**** Text passage

This led to the discovery that zinc utilisation could be improved by phytate destruction through superdosing levels of phytase, allowing for lower medicinal zinc oxide levels. This partnership between producer, veterinarian and starter feed supplier has led to a fall in zinc oxide usage from an average of 2.93 kg/t in Sep-Dec 2013 to 2.54 kg/t in Sep-Dec 2016, equating to a -14% reduction, whilst maintaining full efficacy.
This background work supports an alternative proposal that may allow for medicinal use of zinc oxide to be maintained while also meeting the needs of EU member states to reduce zinc intake to meet any environmental considerations. This alternative proposal is 1,500 mg/kg zinc from wean to 14 days, 120 mg/kg until 30 kg, and 100 mg/kg from 30 kg to slaughter (20 mg/kg reduction from current practice) which gives an estimated 23% zinc intake reduction from the current programme today. This would achieve the same target as set out by the CVMP in their December proposal while still allowing for effective medicinal zinc oxide to be used from wean to day 14.
How can this reduction in zinc be achieved through superdosing phytase without negatively effecting performance? Research over the last four years has looked at this potential issue of reduced zinc levels and one key finding of that research is the impact that phytase can have on zinc utilisation at pharmacological and at feed levels.
It has been established through the published literature that phytate has the potential to bind zinc at a pH 4 to 6, reducing the effectiveness of zinc oxide in the diet. A novel approach to zinc reduction is now open to EU member states through the destruction of phytate with high levels or superdosing levels of phytase without negatively effecting performance. This application has been well studied and shows that typically in the presence of superdosing phytase, the level of zinc from zinc oxide can be reduced from 2,500 mg/kg to 1,750 mg/kg without having a negative effect on performance as measured by gain and FCR (Table 2). Furthermore, the data have shown that superdosing phytase lowers the level of post-weaning diarrhoea which is attributed to the increased effectiveness of zinc oxide due to the lower levels of dietary phytate attained with the use of superdosing phytase.

********
**** Data for review

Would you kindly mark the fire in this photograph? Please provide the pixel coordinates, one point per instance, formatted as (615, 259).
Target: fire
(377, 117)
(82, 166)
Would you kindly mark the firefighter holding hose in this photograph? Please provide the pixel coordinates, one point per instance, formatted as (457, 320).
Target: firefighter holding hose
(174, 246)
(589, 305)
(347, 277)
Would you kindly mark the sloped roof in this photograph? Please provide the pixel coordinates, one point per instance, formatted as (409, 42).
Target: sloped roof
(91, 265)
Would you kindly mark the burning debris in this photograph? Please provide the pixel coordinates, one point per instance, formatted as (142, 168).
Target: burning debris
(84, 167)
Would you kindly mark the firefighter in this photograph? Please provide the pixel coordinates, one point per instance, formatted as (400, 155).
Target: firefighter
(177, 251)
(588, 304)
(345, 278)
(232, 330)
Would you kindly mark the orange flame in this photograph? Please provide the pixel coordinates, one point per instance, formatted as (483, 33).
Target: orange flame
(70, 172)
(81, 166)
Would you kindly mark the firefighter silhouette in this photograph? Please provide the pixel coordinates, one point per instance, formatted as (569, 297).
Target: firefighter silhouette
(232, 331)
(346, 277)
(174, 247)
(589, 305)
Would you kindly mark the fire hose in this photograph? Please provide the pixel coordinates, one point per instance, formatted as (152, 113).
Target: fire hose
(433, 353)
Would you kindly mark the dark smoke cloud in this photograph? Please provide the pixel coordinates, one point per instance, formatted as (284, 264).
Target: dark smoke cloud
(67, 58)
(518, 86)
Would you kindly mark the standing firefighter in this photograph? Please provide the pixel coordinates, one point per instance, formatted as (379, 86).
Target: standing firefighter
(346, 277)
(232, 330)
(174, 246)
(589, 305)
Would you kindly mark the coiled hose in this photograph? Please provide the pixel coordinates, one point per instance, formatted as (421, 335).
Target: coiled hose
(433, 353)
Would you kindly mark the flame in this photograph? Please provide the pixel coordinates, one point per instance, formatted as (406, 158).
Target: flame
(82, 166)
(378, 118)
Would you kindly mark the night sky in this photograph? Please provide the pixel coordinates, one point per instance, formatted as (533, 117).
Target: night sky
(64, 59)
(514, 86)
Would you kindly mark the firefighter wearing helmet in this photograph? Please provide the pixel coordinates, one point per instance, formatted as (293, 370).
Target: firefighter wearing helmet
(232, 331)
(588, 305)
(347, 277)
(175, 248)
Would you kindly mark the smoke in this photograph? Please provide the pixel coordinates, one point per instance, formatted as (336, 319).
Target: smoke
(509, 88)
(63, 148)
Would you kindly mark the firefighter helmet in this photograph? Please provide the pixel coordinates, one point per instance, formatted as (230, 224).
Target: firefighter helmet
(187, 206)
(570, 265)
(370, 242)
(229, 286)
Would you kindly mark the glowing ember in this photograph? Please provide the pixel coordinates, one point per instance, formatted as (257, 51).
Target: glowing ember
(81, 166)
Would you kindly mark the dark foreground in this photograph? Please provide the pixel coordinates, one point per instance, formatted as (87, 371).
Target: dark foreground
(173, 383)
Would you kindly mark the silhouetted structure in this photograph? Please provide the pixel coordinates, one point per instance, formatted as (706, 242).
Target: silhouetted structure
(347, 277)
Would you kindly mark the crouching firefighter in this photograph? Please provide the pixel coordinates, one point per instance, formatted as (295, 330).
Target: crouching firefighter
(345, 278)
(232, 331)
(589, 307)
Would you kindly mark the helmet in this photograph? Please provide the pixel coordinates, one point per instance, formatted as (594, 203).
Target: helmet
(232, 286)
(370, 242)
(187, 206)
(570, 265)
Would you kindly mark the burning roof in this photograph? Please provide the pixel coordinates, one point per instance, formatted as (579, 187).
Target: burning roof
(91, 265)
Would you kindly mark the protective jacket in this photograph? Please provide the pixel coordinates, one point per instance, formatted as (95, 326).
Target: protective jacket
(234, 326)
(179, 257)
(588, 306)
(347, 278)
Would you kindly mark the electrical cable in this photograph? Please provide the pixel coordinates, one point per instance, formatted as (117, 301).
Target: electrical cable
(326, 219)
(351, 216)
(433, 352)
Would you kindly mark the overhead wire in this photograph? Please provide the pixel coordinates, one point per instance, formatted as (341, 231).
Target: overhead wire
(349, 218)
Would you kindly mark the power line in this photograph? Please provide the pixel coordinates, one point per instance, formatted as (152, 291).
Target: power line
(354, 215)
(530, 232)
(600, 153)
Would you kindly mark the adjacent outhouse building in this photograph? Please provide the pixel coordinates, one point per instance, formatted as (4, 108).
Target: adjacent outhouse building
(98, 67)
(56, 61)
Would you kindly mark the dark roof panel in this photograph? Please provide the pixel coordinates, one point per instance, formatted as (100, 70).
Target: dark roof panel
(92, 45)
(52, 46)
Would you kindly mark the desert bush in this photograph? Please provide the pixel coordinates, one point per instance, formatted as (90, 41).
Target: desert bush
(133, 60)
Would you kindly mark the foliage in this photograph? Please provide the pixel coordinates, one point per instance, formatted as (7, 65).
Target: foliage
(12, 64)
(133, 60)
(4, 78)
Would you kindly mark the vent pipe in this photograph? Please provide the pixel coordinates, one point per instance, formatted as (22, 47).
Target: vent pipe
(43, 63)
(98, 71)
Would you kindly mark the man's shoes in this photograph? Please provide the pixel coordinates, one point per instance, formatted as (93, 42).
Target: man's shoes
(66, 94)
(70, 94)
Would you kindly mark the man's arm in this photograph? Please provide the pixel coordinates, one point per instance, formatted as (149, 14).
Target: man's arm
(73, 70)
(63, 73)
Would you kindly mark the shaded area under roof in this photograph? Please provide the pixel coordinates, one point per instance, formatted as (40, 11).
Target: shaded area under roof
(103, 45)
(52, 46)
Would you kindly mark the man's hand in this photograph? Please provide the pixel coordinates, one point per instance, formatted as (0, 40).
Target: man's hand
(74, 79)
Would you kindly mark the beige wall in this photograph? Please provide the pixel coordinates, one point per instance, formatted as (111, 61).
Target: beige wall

********

Activity> In the zinc oxide text, reproduce word for word the part that opens with the words containing "It has been" and closes with "of superdosing phytase.". You won't need the lines above for anything here.

Exercise output>
It has been established through the published literature that phytate has the potential to bind zinc at a pH 4 to 6, reducing the effectiveness of zinc oxide in the diet. A novel approach to zinc reduction is now open to EU member states through the destruction of phytate with high levels or superdosing levels of phytase without negatively effecting performance. This application has been well studied and shows that typically in the presence of superdosing phytase, the level of zinc from zinc oxide can be reduced from 2,500 mg/kg to 1,750 mg/kg without having a negative effect on performance as measured by gain and FCR (Table 2). Furthermore, the data have shown that superdosing phytase lowers the level of post-weaning diarrhoea which is attributed to the increased effectiveness of zinc oxide due to the lower levels of dietary phytate attained with the use of superdosing phytase.